Which lines in the records below contain the word "background"? Copy each of them.
** Opening Given information block **
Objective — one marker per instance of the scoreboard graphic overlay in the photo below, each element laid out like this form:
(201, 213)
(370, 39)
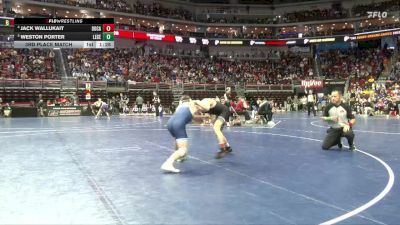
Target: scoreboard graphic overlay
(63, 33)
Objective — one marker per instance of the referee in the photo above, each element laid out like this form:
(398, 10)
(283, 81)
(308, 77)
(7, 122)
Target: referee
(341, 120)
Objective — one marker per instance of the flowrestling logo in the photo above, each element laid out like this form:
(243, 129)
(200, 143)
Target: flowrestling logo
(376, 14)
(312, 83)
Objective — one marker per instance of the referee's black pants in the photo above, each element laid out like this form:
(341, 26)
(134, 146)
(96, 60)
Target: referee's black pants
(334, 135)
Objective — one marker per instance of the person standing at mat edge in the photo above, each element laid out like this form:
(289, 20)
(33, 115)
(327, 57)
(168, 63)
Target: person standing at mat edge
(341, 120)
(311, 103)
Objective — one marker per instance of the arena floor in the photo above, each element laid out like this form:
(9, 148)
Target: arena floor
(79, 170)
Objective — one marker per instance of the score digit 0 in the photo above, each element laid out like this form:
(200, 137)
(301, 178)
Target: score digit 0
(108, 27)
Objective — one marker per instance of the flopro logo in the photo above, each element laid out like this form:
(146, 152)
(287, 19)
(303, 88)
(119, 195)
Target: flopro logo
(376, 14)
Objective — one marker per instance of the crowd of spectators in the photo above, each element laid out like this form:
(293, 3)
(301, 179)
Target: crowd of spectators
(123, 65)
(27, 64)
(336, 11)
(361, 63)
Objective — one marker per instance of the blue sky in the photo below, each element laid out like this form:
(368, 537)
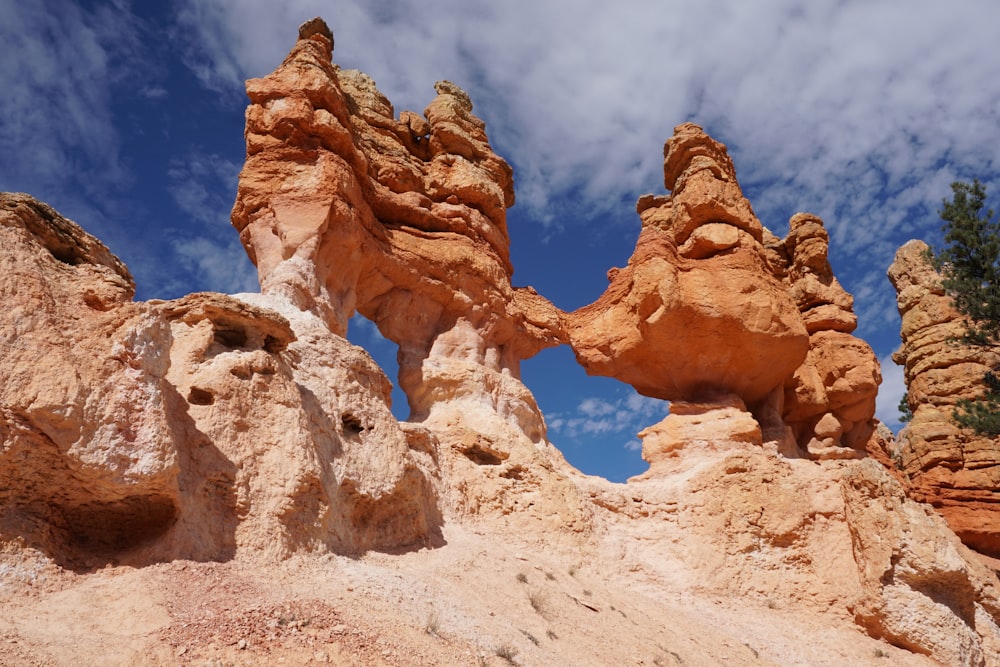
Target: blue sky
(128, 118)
** Closing Given information block **
** Opening Given information block **
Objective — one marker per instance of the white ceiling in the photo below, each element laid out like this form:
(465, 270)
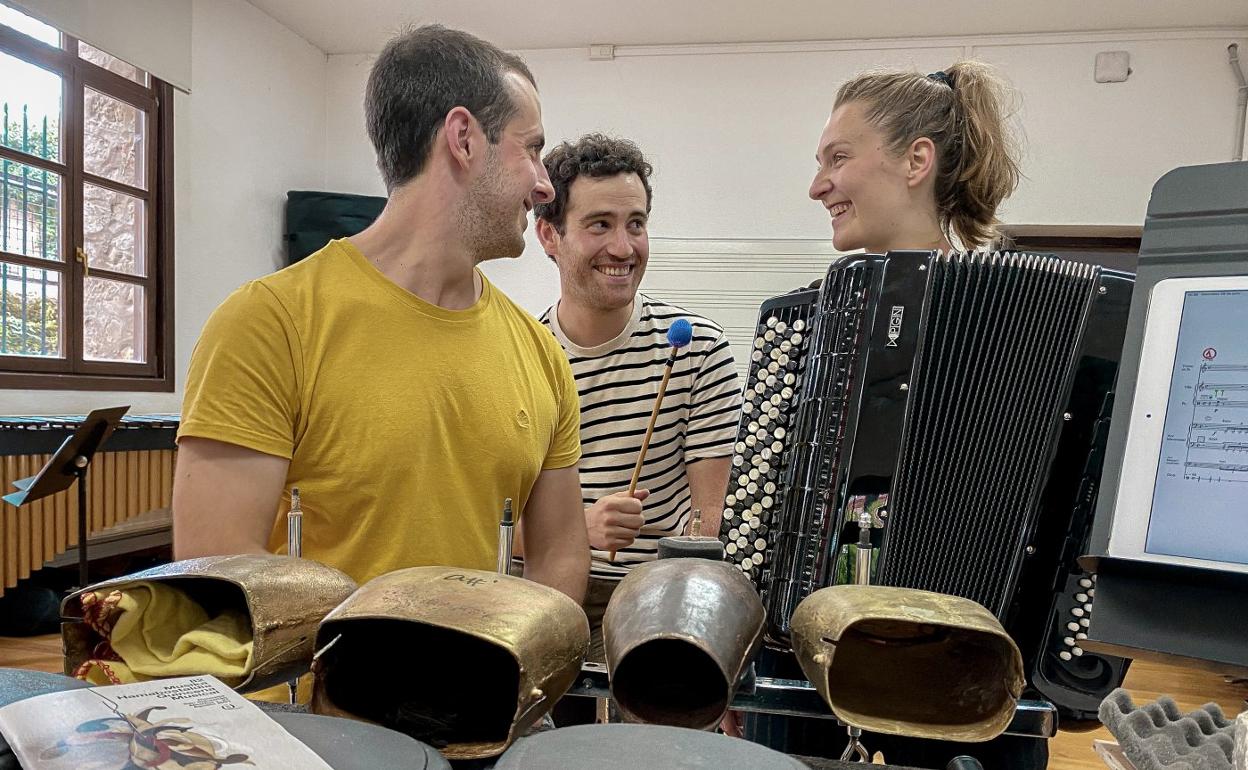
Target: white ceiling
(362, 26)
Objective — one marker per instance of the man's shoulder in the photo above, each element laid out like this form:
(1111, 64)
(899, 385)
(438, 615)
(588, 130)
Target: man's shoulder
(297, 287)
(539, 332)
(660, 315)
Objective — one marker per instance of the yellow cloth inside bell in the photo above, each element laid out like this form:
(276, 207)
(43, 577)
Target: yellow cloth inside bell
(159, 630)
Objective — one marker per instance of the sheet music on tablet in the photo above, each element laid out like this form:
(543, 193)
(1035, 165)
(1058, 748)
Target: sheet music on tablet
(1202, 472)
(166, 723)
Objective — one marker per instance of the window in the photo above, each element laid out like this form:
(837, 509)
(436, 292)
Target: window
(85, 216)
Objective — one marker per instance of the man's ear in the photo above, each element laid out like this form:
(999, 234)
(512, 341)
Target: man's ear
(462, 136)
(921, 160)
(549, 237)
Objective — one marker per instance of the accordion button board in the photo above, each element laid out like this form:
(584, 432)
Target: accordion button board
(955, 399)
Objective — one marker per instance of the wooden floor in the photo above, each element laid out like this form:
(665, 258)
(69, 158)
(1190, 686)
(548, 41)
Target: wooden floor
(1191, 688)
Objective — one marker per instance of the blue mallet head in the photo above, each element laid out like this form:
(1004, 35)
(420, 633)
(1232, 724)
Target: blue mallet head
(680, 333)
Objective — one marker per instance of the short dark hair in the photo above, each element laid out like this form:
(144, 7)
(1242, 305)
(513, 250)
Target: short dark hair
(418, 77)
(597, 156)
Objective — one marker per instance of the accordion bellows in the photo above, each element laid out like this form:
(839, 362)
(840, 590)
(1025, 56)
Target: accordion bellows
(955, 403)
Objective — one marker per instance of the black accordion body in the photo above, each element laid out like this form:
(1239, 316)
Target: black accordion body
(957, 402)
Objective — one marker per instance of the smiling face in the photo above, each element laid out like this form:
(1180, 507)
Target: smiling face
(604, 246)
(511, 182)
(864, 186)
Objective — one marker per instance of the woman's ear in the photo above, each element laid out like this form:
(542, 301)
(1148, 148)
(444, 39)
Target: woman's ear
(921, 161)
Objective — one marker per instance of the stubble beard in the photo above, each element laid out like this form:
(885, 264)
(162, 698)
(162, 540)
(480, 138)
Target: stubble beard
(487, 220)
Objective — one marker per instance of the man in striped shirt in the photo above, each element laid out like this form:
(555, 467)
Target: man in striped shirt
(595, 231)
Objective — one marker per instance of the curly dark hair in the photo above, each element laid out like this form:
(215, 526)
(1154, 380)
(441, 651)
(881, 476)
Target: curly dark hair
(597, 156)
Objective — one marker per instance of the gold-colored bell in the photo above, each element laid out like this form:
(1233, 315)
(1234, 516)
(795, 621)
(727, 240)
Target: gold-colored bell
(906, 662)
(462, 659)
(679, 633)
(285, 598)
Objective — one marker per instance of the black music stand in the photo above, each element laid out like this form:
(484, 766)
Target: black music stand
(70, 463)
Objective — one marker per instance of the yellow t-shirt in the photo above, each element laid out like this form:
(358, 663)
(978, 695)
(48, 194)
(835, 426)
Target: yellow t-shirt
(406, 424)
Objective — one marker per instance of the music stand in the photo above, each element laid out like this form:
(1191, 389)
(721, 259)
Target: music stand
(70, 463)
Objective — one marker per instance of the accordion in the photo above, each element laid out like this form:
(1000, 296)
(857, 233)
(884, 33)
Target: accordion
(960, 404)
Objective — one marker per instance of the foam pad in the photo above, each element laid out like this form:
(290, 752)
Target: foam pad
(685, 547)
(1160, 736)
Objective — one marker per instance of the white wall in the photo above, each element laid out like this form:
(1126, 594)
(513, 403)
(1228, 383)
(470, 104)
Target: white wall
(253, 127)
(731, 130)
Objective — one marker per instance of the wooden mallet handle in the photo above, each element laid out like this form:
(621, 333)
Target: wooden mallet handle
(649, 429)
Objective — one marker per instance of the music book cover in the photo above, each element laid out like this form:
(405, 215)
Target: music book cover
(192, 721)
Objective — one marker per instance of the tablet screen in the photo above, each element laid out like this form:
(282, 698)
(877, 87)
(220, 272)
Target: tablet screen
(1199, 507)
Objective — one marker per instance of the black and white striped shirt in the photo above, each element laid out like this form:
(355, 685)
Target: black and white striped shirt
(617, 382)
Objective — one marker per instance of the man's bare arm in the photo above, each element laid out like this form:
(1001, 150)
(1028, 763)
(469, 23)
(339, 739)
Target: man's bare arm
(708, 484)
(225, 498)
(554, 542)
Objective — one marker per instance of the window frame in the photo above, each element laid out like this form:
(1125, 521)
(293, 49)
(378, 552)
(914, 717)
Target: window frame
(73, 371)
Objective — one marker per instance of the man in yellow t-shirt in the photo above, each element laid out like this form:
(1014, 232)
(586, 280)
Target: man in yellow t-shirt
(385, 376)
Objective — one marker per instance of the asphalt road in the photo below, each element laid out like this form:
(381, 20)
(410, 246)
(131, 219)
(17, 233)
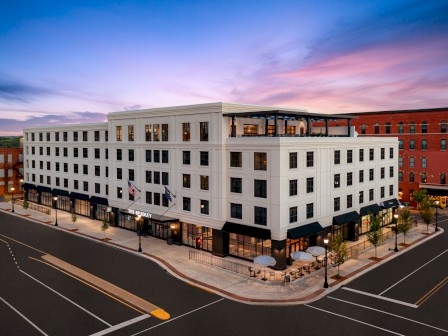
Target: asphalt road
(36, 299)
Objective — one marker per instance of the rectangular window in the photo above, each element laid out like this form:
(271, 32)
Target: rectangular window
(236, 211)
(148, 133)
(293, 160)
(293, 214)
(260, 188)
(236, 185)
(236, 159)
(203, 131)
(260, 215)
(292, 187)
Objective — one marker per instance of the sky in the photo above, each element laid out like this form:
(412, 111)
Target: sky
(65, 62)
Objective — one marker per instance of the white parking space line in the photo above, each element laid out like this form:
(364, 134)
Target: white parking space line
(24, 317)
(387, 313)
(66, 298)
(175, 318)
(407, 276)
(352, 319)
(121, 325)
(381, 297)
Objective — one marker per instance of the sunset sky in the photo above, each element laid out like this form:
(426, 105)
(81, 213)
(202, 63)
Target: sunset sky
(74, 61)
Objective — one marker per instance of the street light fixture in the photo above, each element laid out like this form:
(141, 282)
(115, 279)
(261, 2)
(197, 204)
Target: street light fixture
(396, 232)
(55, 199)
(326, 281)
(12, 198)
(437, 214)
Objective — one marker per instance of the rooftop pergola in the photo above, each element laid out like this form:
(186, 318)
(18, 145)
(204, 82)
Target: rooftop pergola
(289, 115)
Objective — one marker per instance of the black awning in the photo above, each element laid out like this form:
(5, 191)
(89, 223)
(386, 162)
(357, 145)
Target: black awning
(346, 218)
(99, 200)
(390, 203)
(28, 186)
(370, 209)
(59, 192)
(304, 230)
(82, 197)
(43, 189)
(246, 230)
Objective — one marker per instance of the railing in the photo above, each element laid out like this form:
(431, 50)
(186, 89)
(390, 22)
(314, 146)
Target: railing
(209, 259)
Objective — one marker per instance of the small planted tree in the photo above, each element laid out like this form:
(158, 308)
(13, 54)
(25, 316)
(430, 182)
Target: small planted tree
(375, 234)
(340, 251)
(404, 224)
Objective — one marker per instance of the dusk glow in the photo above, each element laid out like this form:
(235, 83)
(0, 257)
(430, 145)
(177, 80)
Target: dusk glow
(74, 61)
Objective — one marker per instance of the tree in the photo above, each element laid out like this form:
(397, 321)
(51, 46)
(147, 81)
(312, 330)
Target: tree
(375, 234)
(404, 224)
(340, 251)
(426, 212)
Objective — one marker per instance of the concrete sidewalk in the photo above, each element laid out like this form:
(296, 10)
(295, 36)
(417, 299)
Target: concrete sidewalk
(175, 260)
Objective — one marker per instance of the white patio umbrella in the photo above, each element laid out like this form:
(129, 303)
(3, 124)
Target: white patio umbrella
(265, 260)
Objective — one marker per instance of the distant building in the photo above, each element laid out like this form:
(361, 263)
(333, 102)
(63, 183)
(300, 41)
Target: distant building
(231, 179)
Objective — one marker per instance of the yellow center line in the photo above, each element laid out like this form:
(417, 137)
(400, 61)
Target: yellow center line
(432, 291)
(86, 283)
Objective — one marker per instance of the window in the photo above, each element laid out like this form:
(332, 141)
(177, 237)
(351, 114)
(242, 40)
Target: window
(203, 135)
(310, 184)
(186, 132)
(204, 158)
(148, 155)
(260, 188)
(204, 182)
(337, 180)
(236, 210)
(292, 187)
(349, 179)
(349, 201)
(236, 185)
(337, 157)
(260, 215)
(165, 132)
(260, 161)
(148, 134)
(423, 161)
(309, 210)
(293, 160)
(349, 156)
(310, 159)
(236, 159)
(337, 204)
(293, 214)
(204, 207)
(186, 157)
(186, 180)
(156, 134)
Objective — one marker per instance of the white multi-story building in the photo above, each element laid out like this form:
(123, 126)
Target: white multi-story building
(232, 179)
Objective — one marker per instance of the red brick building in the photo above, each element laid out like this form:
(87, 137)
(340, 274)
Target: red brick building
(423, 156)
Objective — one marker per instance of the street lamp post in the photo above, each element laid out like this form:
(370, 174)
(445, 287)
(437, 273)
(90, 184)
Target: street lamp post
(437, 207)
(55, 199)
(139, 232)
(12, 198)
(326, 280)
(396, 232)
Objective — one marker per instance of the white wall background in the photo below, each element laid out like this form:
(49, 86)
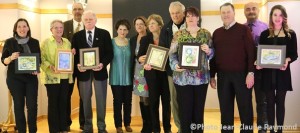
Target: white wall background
** Closing Given information block **
**Task output:**
Objective — one marker per instance of the white wall background in the photo below, each element laid out like this form:
Target: white wall background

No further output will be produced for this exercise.